### Task material

+---+

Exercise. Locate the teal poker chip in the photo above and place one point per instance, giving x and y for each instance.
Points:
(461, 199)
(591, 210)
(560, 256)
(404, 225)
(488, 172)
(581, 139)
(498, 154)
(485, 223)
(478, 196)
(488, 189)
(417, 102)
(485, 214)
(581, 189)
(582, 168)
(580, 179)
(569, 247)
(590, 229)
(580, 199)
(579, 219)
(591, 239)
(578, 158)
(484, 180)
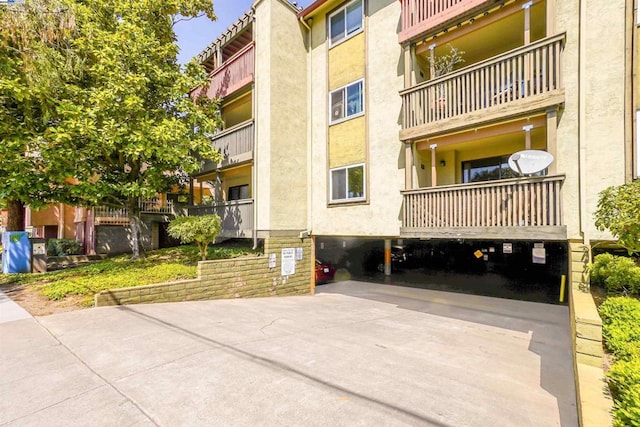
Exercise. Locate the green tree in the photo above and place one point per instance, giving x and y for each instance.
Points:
(200, 230)
(619, 212)
(140, 131)
(36, 66)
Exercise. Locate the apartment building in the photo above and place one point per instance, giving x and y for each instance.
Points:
(258, 73)
(384, 129)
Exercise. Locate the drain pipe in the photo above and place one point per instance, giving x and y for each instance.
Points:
(254, 108)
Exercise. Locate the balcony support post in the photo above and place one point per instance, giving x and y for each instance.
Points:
(552, 142)
(434, 170)
(408, 165)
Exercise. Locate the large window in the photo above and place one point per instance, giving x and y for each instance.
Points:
(487, 169)
(347, 101)
(347, 184)
(345, 22)
(239, 192)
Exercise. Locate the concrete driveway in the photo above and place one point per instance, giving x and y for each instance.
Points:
(354, 354)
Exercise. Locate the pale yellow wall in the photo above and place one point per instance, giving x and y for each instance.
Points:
(237, 111)
(346, 62)
(235, 177)
(385, 154)
(281, 104)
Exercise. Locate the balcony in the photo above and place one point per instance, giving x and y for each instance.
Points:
(235, 144)
(236, 216)
(522, 80)
(520, 208)
(421, 16)
(235, 73)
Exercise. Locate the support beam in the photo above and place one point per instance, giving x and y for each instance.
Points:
(552, 139)
(408, 165)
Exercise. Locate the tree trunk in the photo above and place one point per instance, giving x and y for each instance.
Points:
(136, 229)
(15, 215)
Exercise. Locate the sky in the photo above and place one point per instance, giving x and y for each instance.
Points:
(196, 34)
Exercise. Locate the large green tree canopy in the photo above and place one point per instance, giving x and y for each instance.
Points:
(122, 117)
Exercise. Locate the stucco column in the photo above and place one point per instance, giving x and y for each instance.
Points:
(552, 139)
(408, 165)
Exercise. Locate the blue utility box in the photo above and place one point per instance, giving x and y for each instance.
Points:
(16, 252)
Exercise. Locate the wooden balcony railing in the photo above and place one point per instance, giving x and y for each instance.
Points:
(235, 144)
(235, 73)
(519, 202)
(105, 215)
(420, 16)
(526, 72)
(236, 216)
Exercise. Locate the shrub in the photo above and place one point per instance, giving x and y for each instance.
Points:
(200, 230)
(617, 274)
(62, 247)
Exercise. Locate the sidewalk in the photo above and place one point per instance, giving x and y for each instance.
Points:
(10, 311)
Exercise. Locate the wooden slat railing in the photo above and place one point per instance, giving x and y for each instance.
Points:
(525, 72)
(419, 16)
(519, 202)
(235, 73)
(236, 216)
(236, 145)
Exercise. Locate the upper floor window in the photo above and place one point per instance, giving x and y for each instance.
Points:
(347, 101)
(347, 184)
(488, 169)
(345, 22)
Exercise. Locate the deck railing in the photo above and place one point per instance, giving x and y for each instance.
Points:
(519, 202)
(105, 215)
(525, 72)
(235, 144)
(419, 16)
(235, 73)
(236, 216)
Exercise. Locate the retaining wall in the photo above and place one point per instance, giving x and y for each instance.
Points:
(257, 276)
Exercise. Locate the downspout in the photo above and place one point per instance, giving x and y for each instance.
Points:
(309, 127)
(254, 180)
(582, 152)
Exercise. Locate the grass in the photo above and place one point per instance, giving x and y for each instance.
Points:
(158, 266)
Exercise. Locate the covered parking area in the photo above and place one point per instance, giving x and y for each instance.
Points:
(523, 270)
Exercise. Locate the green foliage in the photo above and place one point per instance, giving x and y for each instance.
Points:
(159, 266)
(62, 247)
(621, 331)
(619, 275)
(619, 212)
(201, 230)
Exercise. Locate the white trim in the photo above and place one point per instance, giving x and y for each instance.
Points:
(348, 199)
(346, 36)
(346, 117)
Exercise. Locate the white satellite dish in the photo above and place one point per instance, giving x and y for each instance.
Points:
(528, 162)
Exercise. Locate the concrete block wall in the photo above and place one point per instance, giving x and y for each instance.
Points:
(230, 278)
(594, 401)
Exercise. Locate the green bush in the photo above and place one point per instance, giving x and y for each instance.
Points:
(62, 247)
(618, 275)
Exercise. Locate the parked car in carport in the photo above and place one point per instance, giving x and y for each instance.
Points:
(325, 272)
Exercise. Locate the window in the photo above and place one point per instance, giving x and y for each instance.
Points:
(238, 192)
(347, 184)
(345, 22)
(347, 101)
(487, 169)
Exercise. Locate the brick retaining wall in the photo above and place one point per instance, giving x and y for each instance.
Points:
(230, 278)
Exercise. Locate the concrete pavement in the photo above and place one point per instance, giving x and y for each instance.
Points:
(353, 354)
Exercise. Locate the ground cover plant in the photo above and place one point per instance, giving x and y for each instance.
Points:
(80, 283)
(621, 331)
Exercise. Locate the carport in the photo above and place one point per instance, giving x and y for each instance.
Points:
(523, 270)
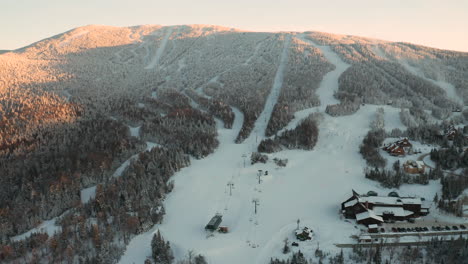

+---+

### Prompt
What the task needs is the material above repeated exactly, pictures excepted.

### Result of this exercise
Exercise. Locate the teal poker chip in the photo above and place one point per instance, giving x and y for each instance.
Points:
(461, 199)
(591, 210)
(560, 256)
(404, 225)
(488, 172)
(581, 139)
(498, 154)
(485, 223)
(478, 196)
(488, 189)
(417, 102)
(485, 214)
(581, 189)
(582, 168)
(580, 179)
(569, 247)
(590, 229)
(580, 199)
(579, 219)
(591, 239)
(578, 158)
(484, 180)
Exercise. Locate the green tree in the photo above and place one point per instance, giving x and y for each instance.
Points:
(200, 230)
(619, 212)
(140, 131)
(36, 66)
Exercise. Locate the apartment building in the photo above and place one point per instance, giving x and y for each instance.
Points:
(258, 73)
(384, 129)
Exercise. Locate the drain pipe in the photo above and place one point per instance, giving x and y for each instance.
Points:
(254, 108)
Exercise. Locate the balcony support post in the photo above and place one point per instance, giving x and y for each instance.
Points:
(552, 142)
(434, 170)
(408, 165)
Exercise. Locate the large window in the photo above and place one point per instance, giving x and y for each instance.
Points:
(487, 169)
(347, 101)
(347, 184)
(345, 22)
(239, 192)
Exercise. Locate the concrete driveway in the photo above and place one point per instance, giving x and y for each instance.
Points:
(354, 354)
Exercise. Locate the pale yellow wall in the photo above and place one point per instance, giving x and y for each instance.
Points:
(237, 111)
(346, 62)
(235, 177)
(385, 154)
(281, 104)
Exercise. Locate the balcony in the photo above and place one point per instance, giving x and y for each instance.
Points:
(235, 144)
(236, 216)
(522, 80)
(520, 208)
(421, 16)
(235, 73)
Exercise. Locate the support beam in the photo above and place one point per instance, giving x and y for each instance.
Points:
(552, 139)
(408, 165)
Exercise. Locate the tree trunk in the photo above and place one point per instance, giving x and y for each instance.
Points:
(136, 229)
(15, 215)
Exercise. Locate the sky in the photo above and place one point per instance, giving x and y for each instance.
Points:
(196, 34)
Exercise. Locate the large green tree canopy in the photo above and place one point per instance, giving x and y for each instance.
Points:
(122, 117)
Exercise. Locate the stucco column in the photo above and place one point per instance, giving x and y for each instance.
Points:
(552, 139)
(408, 165)
Exercise. Locate the blue utility box in the photo above and place one point per instance, giving x and y for each instance.
Points:
(16, 252)
Exercise. Locate the wooden balcony railing in the photo above and place one point per instance, giving x and y for each instance.
Points:
(235, 144)
(235, 73)
(519, 202)
(105, 215)
(420, 16)
(526, 72)
(236, 216)
Exercise. Locate the shrub in the photo above and place one point per instance, giving x and y for each instance.
Points:
(200, 230)
(617, 274)
(62, 247)
Exercise. Locate the sidewalk in the photo above and place one point per instance, giving x and y for each instance.
Points:
(10, 311)
Exercise. Locate the wooden slat railing in the photo above and place one point per instance, giving x and y for each instance.
Points:
(525, 72)
(419, 16)
(519, 202)
(235, 73)
(236, 216)
(236, 145)
Exercise. Locate the upper floor window in the photo above and place one point per instance, giving x and y for each instance.
Points:
(347, 101)
(347, 184)
(488, 169)
(345, 22)
Exercise. Locate the deck railing in the photo above and place one point per instance, giving x and y for each instance.
Points:
(519, 202)
(105, 215)
(525, 72)
(235, 144)
(419, 16)
(235, 73)
(236, 216)
Exercise. Locate the retaining wall in the photo above and place one point per instance, giving x and y for each instance.
Points:
(257, 276)
Exercise. Locate the downspout in the photo above and place one point per instance, giving x and y for each instance.
Points:
(309, 127)
(254, 180)
(582, 152)
Exercise. Locate the grass in the photo above and place one point per instance, giving x and y for each instance.
Points:
(158, 266)
Exercise. Locate the covered parking area in the photo above and place one point per instance, giving x and y for each instance.
Points:
(523, 270)
Exercise. Locate the green foliage in the photo above and place one point per instance, giving x and y for each instance.
Points:
(159, 266)
(62, 247)
(621, 331)
(619, 275)
(619, 212)
(201, 230)
Exercise. Locate the white trim in the photo above and place one point per instance, giving x and y for each instance.
Points:
(348, 199)
(346, 36)
(346, 117)
Exercise. Locate the white satellite dish in the photo above and place one point per instance, giving x and y for each instance.
Points:
(528, 162)
Exercise. Locate the concrete block wall in the photo above and place one point per instance, giving x and y for each instance.
Points:
(230, 278)
(594, 401)
Exercise. Locate the green bush in the photo above and place one point per instance, giving x and y for each instance.
Points:
(62, 247)
(618, 275)
Exercise. Locate the parked car in carport in the photo above and place one point per instance, giving x and y for each instance.
Points:
(325, 272)
Exercise. Locate the window in the photo above and place one point per instance, giving x and y for each instance.
Points:
(238, 192)
(347, 184)
(345, 22)
(347, 101)
(487, 169)
Exercise. Locate the brick retaining wall in the photo above and place one point per instance, giving x and y for each instance.
Points:
(230, 278)
Exercise. Locate the concrete pavement in the photo above and place one point per instance, giving x and y for each instance.
Points:
(353, 354)
Exercise. Locate the ground cover plant in the photo above and place one point per instance, giving x and y for each instance.
Points:
(80, 283)
(621, 331)
Exercise. Locate the carport in the photo above and place one point per instance, giving x and y for each instance.
Points:
(523, 270)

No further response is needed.